* begin *

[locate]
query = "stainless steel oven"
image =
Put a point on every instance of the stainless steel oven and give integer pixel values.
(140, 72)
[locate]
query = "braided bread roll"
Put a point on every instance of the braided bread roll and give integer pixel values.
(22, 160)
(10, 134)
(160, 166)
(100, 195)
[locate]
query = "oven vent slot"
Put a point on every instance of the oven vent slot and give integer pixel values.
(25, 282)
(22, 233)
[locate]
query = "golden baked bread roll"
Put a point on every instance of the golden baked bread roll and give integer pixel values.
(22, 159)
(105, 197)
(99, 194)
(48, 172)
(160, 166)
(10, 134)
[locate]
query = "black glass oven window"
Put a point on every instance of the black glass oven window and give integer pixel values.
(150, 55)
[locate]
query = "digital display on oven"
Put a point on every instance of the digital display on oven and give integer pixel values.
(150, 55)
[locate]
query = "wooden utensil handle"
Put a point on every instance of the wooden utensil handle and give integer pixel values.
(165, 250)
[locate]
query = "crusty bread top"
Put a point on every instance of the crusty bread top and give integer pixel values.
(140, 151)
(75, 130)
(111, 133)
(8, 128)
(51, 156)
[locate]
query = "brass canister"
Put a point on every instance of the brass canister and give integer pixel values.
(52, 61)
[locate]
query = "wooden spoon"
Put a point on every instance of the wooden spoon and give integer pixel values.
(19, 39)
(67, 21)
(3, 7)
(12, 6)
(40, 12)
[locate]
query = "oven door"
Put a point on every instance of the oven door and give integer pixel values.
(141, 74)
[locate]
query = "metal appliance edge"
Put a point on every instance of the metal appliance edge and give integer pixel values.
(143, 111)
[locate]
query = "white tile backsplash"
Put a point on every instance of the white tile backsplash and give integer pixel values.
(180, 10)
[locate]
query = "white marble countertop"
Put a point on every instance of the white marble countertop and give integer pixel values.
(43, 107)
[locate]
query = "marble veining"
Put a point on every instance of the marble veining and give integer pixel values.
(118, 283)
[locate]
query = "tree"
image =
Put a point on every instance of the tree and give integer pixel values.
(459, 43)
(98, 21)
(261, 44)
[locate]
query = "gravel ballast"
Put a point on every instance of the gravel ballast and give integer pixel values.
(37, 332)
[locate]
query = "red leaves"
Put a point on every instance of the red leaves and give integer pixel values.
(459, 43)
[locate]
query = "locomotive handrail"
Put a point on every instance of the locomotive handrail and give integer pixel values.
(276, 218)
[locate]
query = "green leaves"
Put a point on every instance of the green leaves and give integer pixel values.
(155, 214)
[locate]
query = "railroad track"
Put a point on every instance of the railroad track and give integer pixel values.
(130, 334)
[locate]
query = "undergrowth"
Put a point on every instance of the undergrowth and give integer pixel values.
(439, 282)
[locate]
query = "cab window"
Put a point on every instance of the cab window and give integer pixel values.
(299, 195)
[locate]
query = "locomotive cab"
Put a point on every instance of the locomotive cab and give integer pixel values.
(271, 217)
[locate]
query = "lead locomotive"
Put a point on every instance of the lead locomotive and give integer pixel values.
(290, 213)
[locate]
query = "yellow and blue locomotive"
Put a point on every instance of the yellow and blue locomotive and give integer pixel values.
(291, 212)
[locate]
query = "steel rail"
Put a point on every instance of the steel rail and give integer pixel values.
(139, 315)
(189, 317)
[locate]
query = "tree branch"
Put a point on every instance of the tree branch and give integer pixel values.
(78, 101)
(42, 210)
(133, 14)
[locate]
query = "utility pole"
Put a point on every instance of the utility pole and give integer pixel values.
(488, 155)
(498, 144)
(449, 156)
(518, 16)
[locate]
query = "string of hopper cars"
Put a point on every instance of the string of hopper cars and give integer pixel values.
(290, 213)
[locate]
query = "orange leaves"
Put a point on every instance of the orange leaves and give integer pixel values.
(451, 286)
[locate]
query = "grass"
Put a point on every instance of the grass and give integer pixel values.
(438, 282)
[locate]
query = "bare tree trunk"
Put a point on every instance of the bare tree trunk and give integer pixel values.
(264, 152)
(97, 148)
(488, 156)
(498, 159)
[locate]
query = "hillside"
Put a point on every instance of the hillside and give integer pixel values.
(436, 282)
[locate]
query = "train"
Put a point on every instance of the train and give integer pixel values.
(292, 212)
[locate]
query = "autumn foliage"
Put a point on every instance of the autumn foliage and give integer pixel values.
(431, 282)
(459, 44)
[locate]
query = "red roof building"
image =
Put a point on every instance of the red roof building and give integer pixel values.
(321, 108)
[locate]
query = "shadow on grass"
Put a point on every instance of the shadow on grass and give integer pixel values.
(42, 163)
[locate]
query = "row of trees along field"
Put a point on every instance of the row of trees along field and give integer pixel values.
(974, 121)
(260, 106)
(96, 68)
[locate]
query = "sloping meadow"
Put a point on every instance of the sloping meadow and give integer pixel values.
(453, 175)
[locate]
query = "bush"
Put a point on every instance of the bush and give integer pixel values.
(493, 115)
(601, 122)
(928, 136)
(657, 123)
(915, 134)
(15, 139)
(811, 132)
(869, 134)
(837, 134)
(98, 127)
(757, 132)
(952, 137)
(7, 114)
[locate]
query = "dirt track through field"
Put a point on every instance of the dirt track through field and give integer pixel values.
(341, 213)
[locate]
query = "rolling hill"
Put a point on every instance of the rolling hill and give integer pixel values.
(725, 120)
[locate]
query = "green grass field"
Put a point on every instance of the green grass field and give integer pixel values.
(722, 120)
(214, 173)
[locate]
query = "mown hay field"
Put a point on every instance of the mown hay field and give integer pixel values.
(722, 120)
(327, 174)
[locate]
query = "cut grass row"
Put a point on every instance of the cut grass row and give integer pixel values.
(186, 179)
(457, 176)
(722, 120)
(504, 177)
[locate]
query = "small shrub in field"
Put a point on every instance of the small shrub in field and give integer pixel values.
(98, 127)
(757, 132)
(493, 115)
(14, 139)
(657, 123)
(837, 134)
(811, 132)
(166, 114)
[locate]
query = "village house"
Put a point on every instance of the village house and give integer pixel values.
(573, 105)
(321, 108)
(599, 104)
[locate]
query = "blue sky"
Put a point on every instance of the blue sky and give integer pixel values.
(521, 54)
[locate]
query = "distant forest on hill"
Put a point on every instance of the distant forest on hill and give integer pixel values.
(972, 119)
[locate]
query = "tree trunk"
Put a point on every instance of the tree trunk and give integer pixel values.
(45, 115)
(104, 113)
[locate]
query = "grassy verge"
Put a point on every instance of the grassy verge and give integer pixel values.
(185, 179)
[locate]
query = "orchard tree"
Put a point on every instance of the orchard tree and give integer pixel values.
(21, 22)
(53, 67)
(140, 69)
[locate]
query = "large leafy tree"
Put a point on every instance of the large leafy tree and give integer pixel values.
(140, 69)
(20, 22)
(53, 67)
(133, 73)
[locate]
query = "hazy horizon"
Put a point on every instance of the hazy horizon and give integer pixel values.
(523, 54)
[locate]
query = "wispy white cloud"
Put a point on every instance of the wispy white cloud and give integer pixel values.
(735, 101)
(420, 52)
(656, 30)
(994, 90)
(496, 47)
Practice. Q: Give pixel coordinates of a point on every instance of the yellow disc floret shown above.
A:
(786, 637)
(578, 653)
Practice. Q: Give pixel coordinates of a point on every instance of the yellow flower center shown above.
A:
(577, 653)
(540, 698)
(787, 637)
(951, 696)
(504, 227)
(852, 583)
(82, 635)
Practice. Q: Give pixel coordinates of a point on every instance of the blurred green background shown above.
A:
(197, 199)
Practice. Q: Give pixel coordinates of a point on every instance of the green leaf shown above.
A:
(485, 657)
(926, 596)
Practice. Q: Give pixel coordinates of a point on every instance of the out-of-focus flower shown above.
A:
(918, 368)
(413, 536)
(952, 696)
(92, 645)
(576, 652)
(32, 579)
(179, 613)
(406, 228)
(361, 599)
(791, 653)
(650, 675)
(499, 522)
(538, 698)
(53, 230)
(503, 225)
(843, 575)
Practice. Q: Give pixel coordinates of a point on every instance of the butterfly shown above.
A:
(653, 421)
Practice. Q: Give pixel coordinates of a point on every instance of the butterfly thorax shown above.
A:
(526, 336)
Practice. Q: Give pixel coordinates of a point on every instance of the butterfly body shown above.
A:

* end *

* _Short problem_
Output the line holding "floret shown above.", then every later line through the end of the records above, exactly as given and nothing else.

* _Output for this exercise_
Practice. Q: Give pixel coordinates of a point on every instance of the yellow disc floret shown above.
A:
(786, 637)
(578, 653)
Practice. Q: Give pixel coordinates of a point on every instance of the yellow flower center shown above.
A:
(577, 653)
(540, 698)
(787, 637)
(951, 696)
(504, 227)
(852, 583)
(82, 635)
Practice. Q: Give pixel coordinates of a point on every instance of the blurred green background shown above.
A:
(197, 199)
Practice. Q: Give pixel coordinates of a point on every instance of the green leaf shown above.
A:
(485, 657)
(926, 596)
Practice. Q: Give pixel coordinates of a point on every instance of the out-of-focus flower shown above.
A:
(918, 368)
(413, 536)
(952, 696)
(92, 645)
(576, 652)
(32, 579)
(179, 613)
(406, 228)
(361, 599)
(791, 653)
(650, 675)
(499, 522)
(538, 698)
(53, 230)
(503, 225)
(843, 575)
Practice. Q: Give pixel coordinates of a point on every instance of the butterfly shown above.
A:
(653, 421)
Practice. Q: Give pixel coordinates of a point on every instance of the butterfly thorax shown above.
A:
(526, 336)
Practice. Q: Give pixel coordinates of a point on every instance of the butterfly body shown above.
A:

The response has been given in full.